_Task to carry out_:
The answer must consist of every line from the entries below that contains the word "shirt".

_Supplied records_:
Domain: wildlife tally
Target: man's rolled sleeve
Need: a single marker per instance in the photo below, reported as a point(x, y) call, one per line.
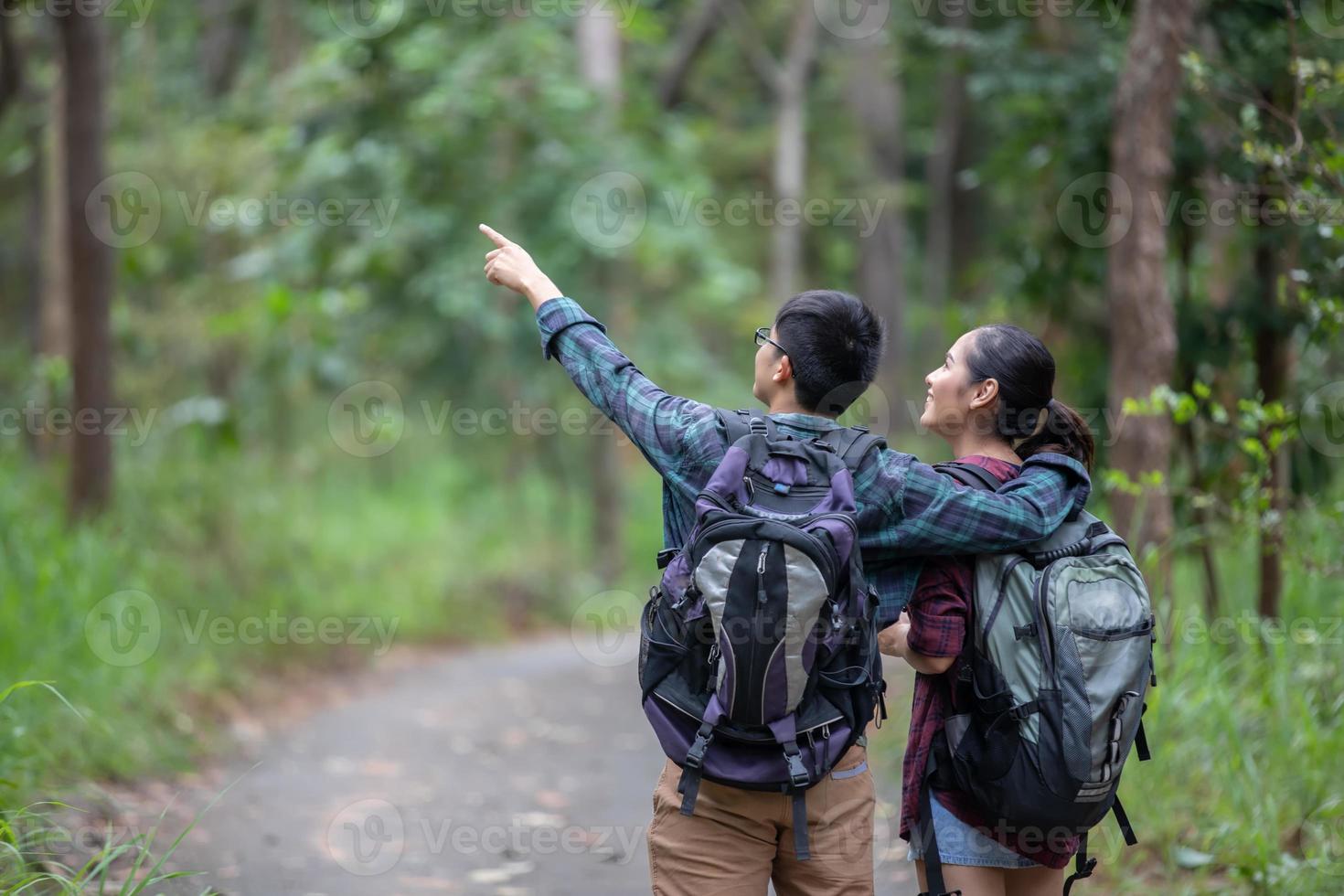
point(937, 516)
point(555, 315)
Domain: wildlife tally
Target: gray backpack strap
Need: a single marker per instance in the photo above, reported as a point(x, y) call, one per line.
point(738, 423)
point(852, 443)
point(976, 477)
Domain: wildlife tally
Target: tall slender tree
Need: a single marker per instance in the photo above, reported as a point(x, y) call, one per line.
point(1143, 321)
point(89, 260)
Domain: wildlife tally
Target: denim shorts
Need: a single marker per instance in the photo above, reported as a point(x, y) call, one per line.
point(960, 844)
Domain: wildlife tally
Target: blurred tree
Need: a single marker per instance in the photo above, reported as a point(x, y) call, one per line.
point(878, 106)
point(1143, 346)
point(89, 260)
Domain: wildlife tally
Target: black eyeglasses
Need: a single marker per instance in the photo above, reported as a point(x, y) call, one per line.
point(763, 336)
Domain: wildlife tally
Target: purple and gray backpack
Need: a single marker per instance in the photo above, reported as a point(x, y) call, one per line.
point(758, 650)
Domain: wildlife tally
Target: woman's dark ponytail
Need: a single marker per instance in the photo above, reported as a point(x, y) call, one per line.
point(1064, 432)
point(1029, 417)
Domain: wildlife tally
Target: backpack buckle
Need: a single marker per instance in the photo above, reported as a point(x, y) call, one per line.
point(695, 755)
point(798, 775)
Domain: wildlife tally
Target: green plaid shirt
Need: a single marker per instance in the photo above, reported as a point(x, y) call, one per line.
point(906, 509)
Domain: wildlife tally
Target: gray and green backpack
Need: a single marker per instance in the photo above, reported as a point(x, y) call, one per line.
point(1049, 696)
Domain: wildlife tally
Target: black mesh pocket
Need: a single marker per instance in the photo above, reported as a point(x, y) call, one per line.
point(663, 641)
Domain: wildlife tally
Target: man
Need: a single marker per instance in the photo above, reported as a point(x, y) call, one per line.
point(818, 357)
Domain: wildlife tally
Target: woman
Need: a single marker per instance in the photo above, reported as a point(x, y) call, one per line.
point(992, 402)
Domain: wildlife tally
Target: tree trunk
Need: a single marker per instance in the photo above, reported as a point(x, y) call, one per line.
point(691, 40)
point(791, 154)
point(283, 37)
point(1143, 341)
point(941, 166)
point(1272, 375)
point(878, 102)
point(89, 261)
point(598, 42)
point(225, 28)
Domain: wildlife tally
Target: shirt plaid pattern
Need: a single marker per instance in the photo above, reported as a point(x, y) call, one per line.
point(938, 612)
point(906, 509)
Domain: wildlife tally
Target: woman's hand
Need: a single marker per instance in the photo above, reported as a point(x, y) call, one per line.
point(891, 640)
point(509, 265)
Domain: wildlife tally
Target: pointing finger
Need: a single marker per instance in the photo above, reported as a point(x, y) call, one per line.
point(497, 238)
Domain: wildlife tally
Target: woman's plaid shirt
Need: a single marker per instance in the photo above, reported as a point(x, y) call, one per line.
point(906, 509)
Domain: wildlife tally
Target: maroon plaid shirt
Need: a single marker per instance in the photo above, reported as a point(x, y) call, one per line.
point(938, 612)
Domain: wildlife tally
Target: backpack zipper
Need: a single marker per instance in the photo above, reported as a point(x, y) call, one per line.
point(731, 735)
point(761, 597)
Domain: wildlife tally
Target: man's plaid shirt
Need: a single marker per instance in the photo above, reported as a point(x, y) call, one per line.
point(906, 508)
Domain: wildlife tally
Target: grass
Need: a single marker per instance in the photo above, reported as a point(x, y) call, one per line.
point(226, 563)
point(1243, 793)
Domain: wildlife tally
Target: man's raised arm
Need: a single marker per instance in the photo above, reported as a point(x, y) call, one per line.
point(933, 515)
point(659, 423)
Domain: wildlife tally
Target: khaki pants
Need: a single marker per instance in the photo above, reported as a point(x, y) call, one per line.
point(738, 840)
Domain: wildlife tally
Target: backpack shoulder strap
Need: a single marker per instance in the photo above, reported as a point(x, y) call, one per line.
point(976, 477)
point(738, 423)
point(852, 443)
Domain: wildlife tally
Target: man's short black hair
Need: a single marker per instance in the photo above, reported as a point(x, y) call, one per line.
point(835, 344)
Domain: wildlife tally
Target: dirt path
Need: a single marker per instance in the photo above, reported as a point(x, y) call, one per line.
point(506, 772)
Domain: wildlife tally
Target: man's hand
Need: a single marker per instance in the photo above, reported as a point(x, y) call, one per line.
point(509, 265)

_Reply to the task_:
Target: green plaid shirt
Target: shirt plaid pattern
Target: woman's plaid shirt
Target: maroon plaid shirt
Target: man's plaid shirt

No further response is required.